**Set task:**
Format the rows below as a numbered list with no blank lines, and leave the pictures out.

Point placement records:
┄┄┄┄┄┄

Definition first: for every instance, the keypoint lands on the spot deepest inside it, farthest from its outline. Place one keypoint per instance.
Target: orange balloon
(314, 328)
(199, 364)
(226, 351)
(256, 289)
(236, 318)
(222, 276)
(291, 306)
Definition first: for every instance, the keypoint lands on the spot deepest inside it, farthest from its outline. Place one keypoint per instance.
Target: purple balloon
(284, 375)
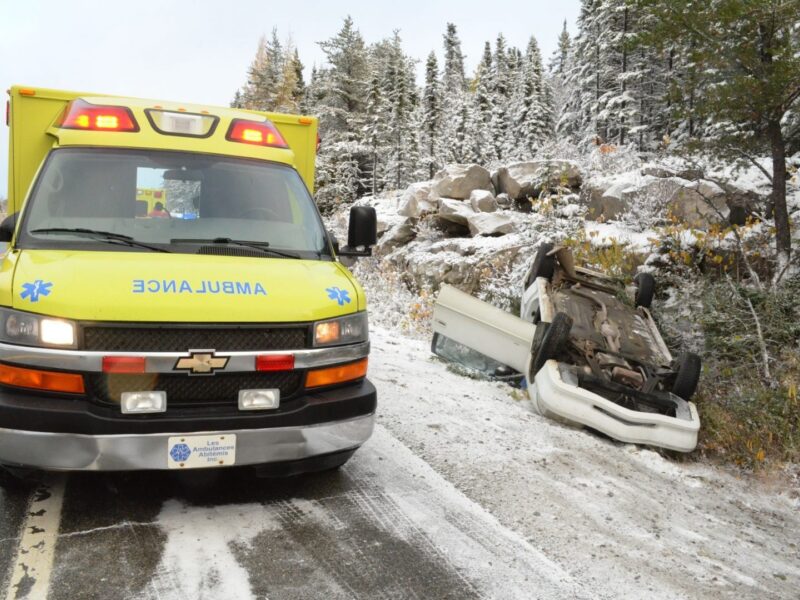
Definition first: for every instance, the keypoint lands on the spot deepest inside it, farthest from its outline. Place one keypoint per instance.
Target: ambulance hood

┄┄┄┄┄┄

**Response to the exercise:**
1. Definition first: for every instance, the keypoint lands on the spot deepest inside it, farthest from its outline. Place one keypoint per instance.
2. Target: orange balloon
3. (314, 328)
4. (199, 364)
5. (226, 351)
6. (256, 289)
7. (236, 318)
8. (222, 276)
9. (291, 306)
10. Definition first: for every instance, the keypoint lands on the spot deepest inside it, farthest from its outline. Place one keypoint per instance.
11. Target: purple balloon
12. (284, 375)
13. Definition first: for every instance, the keypoint lands on the spot deepest inside it, farthest from its outline. Place one keypoint per instance.
14. Target: ambulance hood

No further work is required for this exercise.